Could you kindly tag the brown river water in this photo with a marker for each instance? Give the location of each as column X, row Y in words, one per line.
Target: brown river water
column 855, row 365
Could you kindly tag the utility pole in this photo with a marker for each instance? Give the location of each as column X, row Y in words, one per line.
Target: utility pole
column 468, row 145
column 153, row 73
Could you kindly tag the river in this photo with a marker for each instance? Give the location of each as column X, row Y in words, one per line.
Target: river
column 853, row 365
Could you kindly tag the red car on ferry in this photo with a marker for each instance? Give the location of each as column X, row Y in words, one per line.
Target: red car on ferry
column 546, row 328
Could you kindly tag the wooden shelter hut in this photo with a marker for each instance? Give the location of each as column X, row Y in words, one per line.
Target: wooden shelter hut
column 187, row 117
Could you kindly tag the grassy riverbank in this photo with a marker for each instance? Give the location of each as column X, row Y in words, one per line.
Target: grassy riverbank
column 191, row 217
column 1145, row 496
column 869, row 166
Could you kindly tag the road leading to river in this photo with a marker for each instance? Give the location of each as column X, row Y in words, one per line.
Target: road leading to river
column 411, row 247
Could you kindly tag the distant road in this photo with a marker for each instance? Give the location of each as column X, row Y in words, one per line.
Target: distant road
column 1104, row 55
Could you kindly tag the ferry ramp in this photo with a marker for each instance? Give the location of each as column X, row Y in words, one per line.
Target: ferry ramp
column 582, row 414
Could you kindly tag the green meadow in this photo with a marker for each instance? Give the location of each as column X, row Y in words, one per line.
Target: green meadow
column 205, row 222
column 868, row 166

══════

TASK TO COMPLETE: The line with "Could you kindly tag the distant", plus every line after it through the end of the listing, needs to be repeated exactly; nothing else belongs in the reply.

SOLUTION TO THIS PROBLEM:
Could you kindly tag the distant road in this photo with a marker for each instance? Give the location of each as column X, row Y in words, one per line.
Target: distant road
column 1104, row 55
Could you kindly tag the ferry ramp in this photo with a marker for each instance? Give the location of each as column X, row Y in words, one per line.
Target: ferry ramp
column 582, row 414
Could you kindly tag the green meadow in this photo with a marker for each instance? Give the location of each as column X, row Y in words, one per line.
Target: green meadow
column 205, row 222
column 868, row 166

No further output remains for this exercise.